Problems and tasks —
1: Write out the cyberattack passage from "Even after the" up to and including "could be found.".
2: For each statement, (a) through (c), say yes or no as to whether it agrees with the cyberattack passage, and quote the words that decide it.
(a) The attacks damaged a major generating station near Houston.
(b) The president's executive order required ISPs to disconnect consumer machines from the Internet.
(c) Forensic analysis showed that the attacks seemed to come from machines in China.
3: Answer these questions from the cyberattack passage.
(a) How hot was it when air conditioning failed?
(b) What did the compromised machines keep from reaching citizens?
(c) What kind of environment did the attacks build political will to make the Internet?

+++ Selected extract

Soon after the first two attacks, several electric energy utilities in Texas that had energy control systems connected to their corporate networks were exploited. Attackers used these systems to cause several intentional faults that severely damaged a major generating station near Dallas and shut down a number of other stations throughout the state, causing a collapse of the power system for between 24 hours and several days in certain areas. The outage leading to food spoilage, major discomfort, and a number of deaths as air conditioning failed in the over-100°F heat.
Even after the events that initiated the physical world damages were over, the multitude of compromised machines continued to DDoS the networks, preventing telephone calls and news from reaching citizens through “modern” channels. Resolution of the problem only began several hours later in the day when an executive order was issued by the president to require ISPs disconnect consumer machines from the Internet until an interim solution could be found.
As could have been expected, the turmoil that resulted became a major issue in the presidential election, with campaign promises to regulate or tame the Internet coming from both parties. There was also much talk of holding those responsible for the attack accountable using all means available to the United States. However, determining responsibility proved to be difficult. Forensic analysis showed that the attacks seemed to originate from home users’ PCs on US soil, but it was quickly determined that these users did not have the capabilities to mount such an attack, and that these machines were only used as a staging ground for the attackers.
Some began pointing fingers at China and others, but the lack of evidence made this position untenable. However, the attacks did enable other responses. Similar to post-September 11 politics, the attacks cultivated the political will both domestically and internationally to make the Internet a far more accountable environment to dissuade future attacks out of fear of retaliation using legal, economic, or military force.

++++++
+++ Data lines

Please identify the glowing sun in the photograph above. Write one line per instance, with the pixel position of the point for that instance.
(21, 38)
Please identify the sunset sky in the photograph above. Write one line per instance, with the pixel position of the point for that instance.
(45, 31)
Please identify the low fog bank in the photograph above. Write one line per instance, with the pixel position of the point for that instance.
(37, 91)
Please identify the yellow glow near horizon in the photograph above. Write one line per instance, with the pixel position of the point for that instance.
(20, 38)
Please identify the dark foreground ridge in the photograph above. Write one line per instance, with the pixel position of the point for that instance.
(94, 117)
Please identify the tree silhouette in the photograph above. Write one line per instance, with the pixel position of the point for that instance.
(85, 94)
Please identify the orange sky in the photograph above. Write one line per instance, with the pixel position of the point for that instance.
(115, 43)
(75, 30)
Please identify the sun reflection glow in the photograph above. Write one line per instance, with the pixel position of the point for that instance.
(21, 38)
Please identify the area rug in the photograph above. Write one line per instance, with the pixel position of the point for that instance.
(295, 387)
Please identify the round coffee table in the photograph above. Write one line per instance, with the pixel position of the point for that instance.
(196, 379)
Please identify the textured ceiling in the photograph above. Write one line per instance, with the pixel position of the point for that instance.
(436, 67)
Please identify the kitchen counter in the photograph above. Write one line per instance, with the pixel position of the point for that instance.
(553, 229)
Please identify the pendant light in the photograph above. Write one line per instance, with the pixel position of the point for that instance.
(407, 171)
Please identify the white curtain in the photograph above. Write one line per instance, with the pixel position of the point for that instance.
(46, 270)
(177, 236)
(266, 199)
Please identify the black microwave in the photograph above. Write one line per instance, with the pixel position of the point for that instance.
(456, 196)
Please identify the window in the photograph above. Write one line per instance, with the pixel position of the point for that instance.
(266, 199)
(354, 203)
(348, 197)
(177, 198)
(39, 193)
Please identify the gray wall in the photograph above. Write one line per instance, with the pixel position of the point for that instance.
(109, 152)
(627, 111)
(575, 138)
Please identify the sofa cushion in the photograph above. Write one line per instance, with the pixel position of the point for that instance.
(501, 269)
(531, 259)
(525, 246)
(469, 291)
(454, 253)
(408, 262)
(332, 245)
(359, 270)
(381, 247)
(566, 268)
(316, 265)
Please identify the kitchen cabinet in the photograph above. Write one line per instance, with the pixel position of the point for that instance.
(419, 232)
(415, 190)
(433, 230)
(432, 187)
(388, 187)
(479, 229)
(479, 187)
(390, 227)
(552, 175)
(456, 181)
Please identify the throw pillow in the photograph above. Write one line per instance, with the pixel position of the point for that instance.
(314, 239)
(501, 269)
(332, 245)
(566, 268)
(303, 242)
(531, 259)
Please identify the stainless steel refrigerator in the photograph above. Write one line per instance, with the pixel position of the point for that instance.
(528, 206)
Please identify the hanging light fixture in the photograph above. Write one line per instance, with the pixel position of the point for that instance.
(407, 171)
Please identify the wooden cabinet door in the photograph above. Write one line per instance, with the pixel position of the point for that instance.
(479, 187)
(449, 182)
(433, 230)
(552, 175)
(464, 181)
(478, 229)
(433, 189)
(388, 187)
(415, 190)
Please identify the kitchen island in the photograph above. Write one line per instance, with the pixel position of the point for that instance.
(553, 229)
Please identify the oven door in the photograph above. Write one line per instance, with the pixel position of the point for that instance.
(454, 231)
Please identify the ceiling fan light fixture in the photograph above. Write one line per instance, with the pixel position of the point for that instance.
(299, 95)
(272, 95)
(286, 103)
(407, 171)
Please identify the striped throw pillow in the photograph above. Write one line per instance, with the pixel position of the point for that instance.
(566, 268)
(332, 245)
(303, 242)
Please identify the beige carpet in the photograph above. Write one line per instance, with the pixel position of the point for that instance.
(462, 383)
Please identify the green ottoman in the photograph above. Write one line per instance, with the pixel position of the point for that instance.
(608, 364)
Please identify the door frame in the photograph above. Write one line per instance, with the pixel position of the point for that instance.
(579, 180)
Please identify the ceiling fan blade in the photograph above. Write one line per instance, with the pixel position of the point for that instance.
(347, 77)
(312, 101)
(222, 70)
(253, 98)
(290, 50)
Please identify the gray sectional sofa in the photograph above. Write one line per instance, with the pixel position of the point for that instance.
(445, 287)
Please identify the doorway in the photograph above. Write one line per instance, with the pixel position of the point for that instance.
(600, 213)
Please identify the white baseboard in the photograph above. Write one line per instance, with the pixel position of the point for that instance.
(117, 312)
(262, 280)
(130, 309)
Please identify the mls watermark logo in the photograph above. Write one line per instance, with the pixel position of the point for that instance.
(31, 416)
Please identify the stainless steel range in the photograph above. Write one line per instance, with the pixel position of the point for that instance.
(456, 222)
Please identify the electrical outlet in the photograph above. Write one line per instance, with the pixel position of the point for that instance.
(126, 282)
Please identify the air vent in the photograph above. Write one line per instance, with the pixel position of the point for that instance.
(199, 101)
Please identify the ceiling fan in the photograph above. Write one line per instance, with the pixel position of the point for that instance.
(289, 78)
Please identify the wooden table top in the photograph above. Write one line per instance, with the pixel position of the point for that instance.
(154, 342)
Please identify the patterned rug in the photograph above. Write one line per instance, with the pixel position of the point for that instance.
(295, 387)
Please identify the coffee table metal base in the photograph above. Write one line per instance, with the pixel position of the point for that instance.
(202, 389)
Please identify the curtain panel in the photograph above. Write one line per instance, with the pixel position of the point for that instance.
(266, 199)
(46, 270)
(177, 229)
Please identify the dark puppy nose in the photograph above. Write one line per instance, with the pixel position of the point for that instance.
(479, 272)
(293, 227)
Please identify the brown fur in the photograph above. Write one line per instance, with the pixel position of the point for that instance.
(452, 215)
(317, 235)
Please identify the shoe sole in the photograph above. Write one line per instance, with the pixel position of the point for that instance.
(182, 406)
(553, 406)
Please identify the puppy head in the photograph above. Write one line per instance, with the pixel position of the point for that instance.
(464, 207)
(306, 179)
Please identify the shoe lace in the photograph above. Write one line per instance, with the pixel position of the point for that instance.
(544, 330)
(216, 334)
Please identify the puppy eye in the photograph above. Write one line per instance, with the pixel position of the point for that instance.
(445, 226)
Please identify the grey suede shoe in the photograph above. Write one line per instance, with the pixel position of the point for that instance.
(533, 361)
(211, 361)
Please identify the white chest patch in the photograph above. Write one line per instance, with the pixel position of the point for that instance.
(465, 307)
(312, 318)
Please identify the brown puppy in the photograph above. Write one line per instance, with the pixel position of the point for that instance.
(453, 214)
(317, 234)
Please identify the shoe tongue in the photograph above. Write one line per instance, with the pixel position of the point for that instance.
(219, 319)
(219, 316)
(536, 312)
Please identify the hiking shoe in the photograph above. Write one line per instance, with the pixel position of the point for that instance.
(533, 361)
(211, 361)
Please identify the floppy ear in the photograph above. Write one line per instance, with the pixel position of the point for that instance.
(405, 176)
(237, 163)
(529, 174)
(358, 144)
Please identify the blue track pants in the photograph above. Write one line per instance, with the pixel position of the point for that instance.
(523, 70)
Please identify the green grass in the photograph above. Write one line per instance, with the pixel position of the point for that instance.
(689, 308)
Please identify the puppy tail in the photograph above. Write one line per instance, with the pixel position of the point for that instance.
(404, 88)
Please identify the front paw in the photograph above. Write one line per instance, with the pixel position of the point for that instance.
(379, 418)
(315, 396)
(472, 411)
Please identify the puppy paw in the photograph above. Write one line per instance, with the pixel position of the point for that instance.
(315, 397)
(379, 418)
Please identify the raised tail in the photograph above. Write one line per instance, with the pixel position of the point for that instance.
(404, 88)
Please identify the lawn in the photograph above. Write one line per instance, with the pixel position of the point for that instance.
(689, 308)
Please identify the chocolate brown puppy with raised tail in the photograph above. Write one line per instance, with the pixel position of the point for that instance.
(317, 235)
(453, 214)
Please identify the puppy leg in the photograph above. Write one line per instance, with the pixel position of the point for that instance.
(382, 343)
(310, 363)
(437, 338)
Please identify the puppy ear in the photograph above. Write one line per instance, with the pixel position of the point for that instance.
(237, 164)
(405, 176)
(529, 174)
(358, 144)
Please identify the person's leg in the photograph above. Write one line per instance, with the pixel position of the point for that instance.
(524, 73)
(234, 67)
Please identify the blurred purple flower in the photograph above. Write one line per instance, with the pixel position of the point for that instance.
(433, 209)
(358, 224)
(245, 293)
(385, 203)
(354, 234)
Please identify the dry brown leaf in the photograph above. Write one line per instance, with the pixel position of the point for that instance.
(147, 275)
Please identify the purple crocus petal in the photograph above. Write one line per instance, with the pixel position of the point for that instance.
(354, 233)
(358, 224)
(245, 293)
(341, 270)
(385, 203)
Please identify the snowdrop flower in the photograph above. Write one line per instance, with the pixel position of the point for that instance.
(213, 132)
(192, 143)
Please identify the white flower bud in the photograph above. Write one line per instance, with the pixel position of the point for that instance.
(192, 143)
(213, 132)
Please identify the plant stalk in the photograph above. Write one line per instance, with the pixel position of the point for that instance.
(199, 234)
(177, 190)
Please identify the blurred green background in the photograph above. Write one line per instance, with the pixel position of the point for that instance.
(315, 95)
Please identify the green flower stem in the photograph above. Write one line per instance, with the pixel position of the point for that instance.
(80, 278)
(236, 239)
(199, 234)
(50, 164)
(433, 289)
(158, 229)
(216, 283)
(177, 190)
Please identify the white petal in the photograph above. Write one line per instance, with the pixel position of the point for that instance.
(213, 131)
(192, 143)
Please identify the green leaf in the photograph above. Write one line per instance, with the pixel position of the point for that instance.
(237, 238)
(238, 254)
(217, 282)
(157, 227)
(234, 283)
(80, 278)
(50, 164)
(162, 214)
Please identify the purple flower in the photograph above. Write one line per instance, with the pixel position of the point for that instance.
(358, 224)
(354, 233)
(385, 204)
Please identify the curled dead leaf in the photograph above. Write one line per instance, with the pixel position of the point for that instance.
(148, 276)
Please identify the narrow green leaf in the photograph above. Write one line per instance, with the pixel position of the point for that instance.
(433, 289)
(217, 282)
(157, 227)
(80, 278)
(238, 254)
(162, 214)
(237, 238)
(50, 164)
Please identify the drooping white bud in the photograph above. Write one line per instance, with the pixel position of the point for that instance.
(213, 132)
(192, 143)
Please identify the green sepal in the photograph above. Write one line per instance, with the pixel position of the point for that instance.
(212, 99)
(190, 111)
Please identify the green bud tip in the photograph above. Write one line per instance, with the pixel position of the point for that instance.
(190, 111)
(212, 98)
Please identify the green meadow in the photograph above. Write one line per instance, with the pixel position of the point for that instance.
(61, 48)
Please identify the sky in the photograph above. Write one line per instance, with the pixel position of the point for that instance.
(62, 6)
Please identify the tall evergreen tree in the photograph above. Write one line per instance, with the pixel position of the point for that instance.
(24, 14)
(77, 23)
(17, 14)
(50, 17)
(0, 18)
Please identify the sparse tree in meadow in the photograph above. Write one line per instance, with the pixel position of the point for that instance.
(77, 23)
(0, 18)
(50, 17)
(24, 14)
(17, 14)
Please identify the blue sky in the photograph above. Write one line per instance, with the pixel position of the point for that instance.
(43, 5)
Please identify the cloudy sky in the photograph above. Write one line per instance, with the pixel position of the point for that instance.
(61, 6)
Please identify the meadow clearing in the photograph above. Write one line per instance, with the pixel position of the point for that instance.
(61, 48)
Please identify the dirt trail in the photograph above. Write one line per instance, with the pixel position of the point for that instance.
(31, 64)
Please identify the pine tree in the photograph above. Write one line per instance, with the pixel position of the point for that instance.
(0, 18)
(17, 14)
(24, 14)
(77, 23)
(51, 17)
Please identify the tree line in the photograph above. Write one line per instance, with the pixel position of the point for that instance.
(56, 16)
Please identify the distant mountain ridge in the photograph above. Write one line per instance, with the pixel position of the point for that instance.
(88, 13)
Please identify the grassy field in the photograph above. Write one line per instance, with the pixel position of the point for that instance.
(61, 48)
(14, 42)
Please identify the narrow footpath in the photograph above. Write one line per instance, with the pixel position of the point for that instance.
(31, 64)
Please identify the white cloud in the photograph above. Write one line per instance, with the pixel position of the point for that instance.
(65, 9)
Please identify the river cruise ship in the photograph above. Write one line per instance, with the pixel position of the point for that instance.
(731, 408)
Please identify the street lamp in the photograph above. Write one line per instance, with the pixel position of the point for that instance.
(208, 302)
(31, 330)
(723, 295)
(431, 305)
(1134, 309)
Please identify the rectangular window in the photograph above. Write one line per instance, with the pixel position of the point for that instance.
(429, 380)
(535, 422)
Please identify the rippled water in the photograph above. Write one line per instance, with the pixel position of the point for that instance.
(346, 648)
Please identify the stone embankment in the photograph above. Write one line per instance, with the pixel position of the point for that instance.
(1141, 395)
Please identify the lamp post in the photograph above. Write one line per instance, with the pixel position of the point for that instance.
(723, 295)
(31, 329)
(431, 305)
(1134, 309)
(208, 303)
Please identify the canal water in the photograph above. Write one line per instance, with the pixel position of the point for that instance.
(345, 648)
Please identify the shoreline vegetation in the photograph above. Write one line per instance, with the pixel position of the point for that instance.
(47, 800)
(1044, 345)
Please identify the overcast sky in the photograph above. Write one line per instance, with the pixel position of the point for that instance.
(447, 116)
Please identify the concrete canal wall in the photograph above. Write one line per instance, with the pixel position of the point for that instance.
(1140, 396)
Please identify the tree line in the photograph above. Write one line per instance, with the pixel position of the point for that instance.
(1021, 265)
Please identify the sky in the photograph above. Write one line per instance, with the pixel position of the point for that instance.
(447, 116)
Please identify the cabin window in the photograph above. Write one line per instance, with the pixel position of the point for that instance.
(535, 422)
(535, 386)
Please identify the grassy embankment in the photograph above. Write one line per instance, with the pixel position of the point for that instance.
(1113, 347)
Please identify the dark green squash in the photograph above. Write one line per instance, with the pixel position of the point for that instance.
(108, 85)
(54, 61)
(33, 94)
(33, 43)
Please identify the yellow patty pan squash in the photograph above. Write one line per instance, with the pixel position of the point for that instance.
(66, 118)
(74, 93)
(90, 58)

++++++

Responses to the exercise —
1:
Even after the events that initiated the physical world damages were over, the multitude of compromised machines continued to DDoS the networks, preventing telephone calls and news from reaching citizens through “modern” channels. Resolution of the problem only began several hours later in the day when an executive order was issued by the president to require ISPs disconnect consumer machines from the Internet until an interim solution could be found.

2:
(a) No: "severely damaged a major generating station near Dallas"
(b) Yes: "an executive order was issued by the president to require ISPs disconnect consumer machines from the Internet"
(c) No: "the attacks seemed to originate from home users’ PCs on US soil"

3:
(a) Over 100°F.
(b) Telephone calls and news.
(c) A far more accountable environment.